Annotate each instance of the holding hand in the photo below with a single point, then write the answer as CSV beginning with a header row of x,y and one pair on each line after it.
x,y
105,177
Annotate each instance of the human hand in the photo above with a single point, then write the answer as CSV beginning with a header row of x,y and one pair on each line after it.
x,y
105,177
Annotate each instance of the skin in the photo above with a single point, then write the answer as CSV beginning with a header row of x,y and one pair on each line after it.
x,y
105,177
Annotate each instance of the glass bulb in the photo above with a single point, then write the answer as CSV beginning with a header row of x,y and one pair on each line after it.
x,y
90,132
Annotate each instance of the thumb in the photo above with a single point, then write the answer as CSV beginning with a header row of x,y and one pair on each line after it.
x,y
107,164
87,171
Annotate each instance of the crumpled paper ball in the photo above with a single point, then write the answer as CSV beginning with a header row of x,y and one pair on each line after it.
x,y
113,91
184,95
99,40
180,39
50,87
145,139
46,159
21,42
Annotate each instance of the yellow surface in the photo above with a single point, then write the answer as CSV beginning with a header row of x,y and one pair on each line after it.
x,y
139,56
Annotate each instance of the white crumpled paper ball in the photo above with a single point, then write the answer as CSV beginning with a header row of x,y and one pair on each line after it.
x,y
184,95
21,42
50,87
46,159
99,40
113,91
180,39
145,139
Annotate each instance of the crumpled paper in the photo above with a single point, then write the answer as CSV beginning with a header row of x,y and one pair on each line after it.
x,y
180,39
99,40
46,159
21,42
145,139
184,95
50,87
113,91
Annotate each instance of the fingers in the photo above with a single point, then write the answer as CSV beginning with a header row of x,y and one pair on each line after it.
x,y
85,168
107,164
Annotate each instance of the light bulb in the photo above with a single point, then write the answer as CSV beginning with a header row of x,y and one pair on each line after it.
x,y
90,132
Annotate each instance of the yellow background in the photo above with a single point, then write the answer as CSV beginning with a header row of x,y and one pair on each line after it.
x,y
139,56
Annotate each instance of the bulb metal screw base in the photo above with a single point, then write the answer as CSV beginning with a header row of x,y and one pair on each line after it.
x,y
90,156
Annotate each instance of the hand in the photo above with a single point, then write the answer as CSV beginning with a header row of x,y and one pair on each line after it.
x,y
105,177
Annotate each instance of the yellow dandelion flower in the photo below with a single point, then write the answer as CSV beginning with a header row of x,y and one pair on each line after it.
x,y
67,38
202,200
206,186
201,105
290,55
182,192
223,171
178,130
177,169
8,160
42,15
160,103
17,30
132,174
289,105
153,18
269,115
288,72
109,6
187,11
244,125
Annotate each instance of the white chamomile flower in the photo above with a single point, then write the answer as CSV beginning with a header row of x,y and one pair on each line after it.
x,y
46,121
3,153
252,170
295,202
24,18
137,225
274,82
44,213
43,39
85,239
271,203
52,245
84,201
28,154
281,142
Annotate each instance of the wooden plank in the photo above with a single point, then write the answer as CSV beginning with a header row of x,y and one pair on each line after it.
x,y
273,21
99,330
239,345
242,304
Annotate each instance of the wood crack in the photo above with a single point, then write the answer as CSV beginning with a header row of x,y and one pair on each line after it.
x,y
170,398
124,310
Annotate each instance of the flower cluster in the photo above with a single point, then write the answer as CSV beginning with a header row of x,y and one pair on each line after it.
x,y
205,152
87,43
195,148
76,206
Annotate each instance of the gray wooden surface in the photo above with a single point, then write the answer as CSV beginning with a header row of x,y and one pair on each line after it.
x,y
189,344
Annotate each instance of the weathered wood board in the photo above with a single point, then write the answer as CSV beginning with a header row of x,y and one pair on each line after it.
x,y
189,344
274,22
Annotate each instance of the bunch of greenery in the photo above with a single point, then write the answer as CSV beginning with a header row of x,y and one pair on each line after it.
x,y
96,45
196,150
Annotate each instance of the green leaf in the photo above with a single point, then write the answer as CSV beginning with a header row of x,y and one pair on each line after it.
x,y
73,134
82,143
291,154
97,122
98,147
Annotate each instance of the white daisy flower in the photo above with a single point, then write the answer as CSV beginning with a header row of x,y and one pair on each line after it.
◇ ◇ ◇ ◇ ◇ ◇ ◇
> _INSTRUCTION_
Find the line containing "Annotate each instance of the bunch". Reproduce it exactly, along with every line after it through the last.

> _THE RESULT_
Annotate each instance of the bunch of greenery in the photo above with a single point, then write the answer as CSV beginning with a header row of x,y and one pair on each line after it.
x,y
96,45
196,150
Annotate each instance of the green leaf in the photo above with a single point, then write the answer as CSV beginning with a header row of x,y and one pair on each line after it.
x,y
73,134
82,143
291,154
97,122
98,147
Annotate each instance of the white daisy flower in the photo above with a single point, then write the answer as CSV beginning with a header row of x,y and one pair on each line after it.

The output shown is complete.